╭─ PASSAGE PROVIDED

Skip to end of metadata
Go to start of metadata

Overview

For the purposes of this document, an embedded database is a database that can be included in a software system and and does not have to be separately installed. These databases are generally lightweight, simple, and easy to administer, troubleshoot, and maintain. In some cases, the database does not even need access to limited system resources like open ports.

Rice has always suffered from being complex with many working parts. This causes a barrier for entry when users are evaluating the software. An embedded database could help make these evaluations easier. For integration testing, an embedded database can be used so that an external database does not need to be installed and configured. This makes running integration tests more controlled as easier to run in general. For users wanting to create a rice based project using rice's provided archetypes an embedded database makes this process much easier by removing the variability of an external database configuration. Finally, embedded support in rice will add potential benefit for all Kuali projects that choose to support the embedded database through rice. Currently this is not possible because of rice's lack of support.

Requirements

  • Add support for an embedded database in rice.
  • Identify and fix all rice code (potentially anything with hand written sql) that is incompatible to selected embedded database.
  • Add support for an embedded database in impex.
  • Add support for an embedded database in ojb.
  • Modify the rice archetypes to use the embedded database by default.
  • Modify the rice integration tests to use the embedded database by default.
  • Get rice all integration tests to pass
  • Work with Dev ops to add a new ci integration test configuration using embedded database against trunk
  • Move all non trunk ci integration test configurations to use embedded database rather than mysql (at the discretion of rice team & dev ops)

Approach

My approach for this work will be the path of least resistance. That is, I will use which ever open source embedded database is the easiest to meet the stated requirements. I don't see any compelling reasons to prefer one embedded database over another. To put this another way, all embedded databases are on equal ground at the beginning of this analysis.

Code

Analysis and Development

I did some research on cross-platform embedded databases with native java support and came up with three viable options (derby, hsql (formerly hypersonic), and H2). Note that H2 was created by the person behind HSQL and is meant to be the spiritual successor.  These databases all support sequences, views, users, roles, basic datatypes, etc. All the things needed for rice. Their documentation is all pretty good. They are all active projects with compatible open source licenses.  I have excluded the McKoi database because it does not look well maintained.  It has only had one release between 2004 and late 2012 (the time of this writing).  I also looked to see if there was an embedded version of MySQL or a MySQL variant.  No such solution exists (with native Java support).  MySQL used to have something called MX/J but it was discontinued.

╰─
╭─ DATASET ROWS

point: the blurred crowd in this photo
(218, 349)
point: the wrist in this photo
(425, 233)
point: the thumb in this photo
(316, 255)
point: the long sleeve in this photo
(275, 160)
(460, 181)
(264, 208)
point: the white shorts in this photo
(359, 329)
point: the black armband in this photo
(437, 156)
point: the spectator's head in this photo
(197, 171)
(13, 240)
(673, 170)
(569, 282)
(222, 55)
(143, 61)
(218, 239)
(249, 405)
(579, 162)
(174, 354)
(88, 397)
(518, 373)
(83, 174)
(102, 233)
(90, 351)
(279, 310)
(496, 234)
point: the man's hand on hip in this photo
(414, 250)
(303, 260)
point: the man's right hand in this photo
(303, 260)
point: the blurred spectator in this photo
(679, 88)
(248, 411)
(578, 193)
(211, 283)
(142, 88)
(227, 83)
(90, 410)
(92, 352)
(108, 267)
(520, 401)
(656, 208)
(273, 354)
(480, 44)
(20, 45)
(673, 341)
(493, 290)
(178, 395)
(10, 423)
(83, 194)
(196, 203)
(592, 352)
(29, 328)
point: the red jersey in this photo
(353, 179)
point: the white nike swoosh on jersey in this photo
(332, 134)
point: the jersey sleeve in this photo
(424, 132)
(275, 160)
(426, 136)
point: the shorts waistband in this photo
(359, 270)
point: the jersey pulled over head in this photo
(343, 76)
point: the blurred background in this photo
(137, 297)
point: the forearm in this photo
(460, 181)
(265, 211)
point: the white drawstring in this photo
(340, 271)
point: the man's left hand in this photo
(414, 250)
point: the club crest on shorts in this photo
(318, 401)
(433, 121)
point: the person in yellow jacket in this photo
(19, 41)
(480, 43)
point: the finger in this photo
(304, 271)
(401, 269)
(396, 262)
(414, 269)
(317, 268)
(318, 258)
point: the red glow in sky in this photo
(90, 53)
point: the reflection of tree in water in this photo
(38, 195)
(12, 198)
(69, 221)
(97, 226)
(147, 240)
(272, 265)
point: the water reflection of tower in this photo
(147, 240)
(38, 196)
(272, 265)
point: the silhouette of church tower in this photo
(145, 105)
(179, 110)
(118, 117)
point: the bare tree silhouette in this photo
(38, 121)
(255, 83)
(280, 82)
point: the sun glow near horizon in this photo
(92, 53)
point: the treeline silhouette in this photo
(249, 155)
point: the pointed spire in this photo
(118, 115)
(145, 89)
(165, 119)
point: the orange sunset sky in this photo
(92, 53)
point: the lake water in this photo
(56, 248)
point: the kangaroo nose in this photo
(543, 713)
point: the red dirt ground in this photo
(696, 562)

╰─

• EXERCISE REQUIREMENTS
1. Write out the portion of the Rice embedded database page that opens with the words containing "Skip to end" and closes with "like open ports.".
2. Continue the Rice embedded database page from the point where it stops.

• EXPECTED ANSWERS
1.
Skip to end of metadata
Go to start of metadata

Overview

For the purposes of this document, an embedded database is a database that can be included in a software system and and does not have to be separately installed. These databases are generally lightweight, simple, and easy to administer, troubleshoot, and maintain. In some cases, the database does not even need access to limited system resources like open ports.

2.
I looked at the Kuali impex project (torque) and found that hsql and derby were at one time supported. There were some references to hsql (hypersonic) and derby. The support was removed for some reason. Then I went to the torque website to do a bit of research. I found the following: http://db.apache.org/torque/version-specific/supported-databases.html. This was promising because I may be able to retrieve the removed support from the torque codebase. I also noticed that they are still supported in torque 4: http://db.apache.org/torque/releases/torque-4.0/documentation/other/supported-databases.html. The H2 database is not supported in torque 3 or torque 4. Since torque is not part of Kuali's long term stategy, this does not exclude H2 as a viable option.

I started by putting derby and hsql support back into Kuali impex for the offical torque codebase. Since we had forked torque so much over the years, I had to do a bit of work to get this working.

Both derby and hsql seemed to work fine with the impex tool as I was able to integrate them into the rice build and generate sql scripts. The biggest problem I had with both derby and hsql was a lack of consistent features. The rice build requires that a user & schema is deleted when doing a maven clean and created when doing a maven install. This requires that the databases support either scripting (like PL/SQL) or "drop if exists" and "create if not exists". Without these features doing a clean when the user or schema is not present would cause an error. Doing an install when the user or schema is present would cause an error. These errors could be worked around but it would be easier to look for an embedded database that supports these features.

Update: Enter H2

With H2 I have to manually create support in the impex project from the ground up. This is not too much effort because impex is a simple codebase. H2 supports "drop if exists" and "create if not exists" which is a perfect fit for the rice build. So far, I have impex generating DDL & DML scripts and executing them into a running H2 server.

Update: Next I need to add H2 support into OJB and rice.  This was a fairly simple exercise with a small amount of code and config changes.  

Update: Now to startup rice...

Update: Rice startup is "almost" running against H2 but blows up inside the quartz library.  This leads me to my first problem as a result of the The Lossy Database Process.

Update: Rice is now starting up. The integration tests can run against H2. There appears to be an ordering issue when clearing out tables. Also, SYSDATE is not being translated correctly I think at the impex layer. Perhaps SYSDATE is being set to the default value? Not sure. Gotta look into it.

Update: The SYSDATE problem was related to SYSDATE not being valid in H2. I had to make a few small modifications to impex. This is now working.

Update: The integration tests now run but have some DB errors. Now comes the tedious task of rooting out all these issues.

Update: Some rice integration tests now run successfully under H2. The biggest hurdle so far has been getting the ojb platform correct. OJB sends unsupported java types into the statement.setObject method. These unsupported types must be converted. We need to review all these conversions for correctness. We should also review the sql types impex is generating for correctness.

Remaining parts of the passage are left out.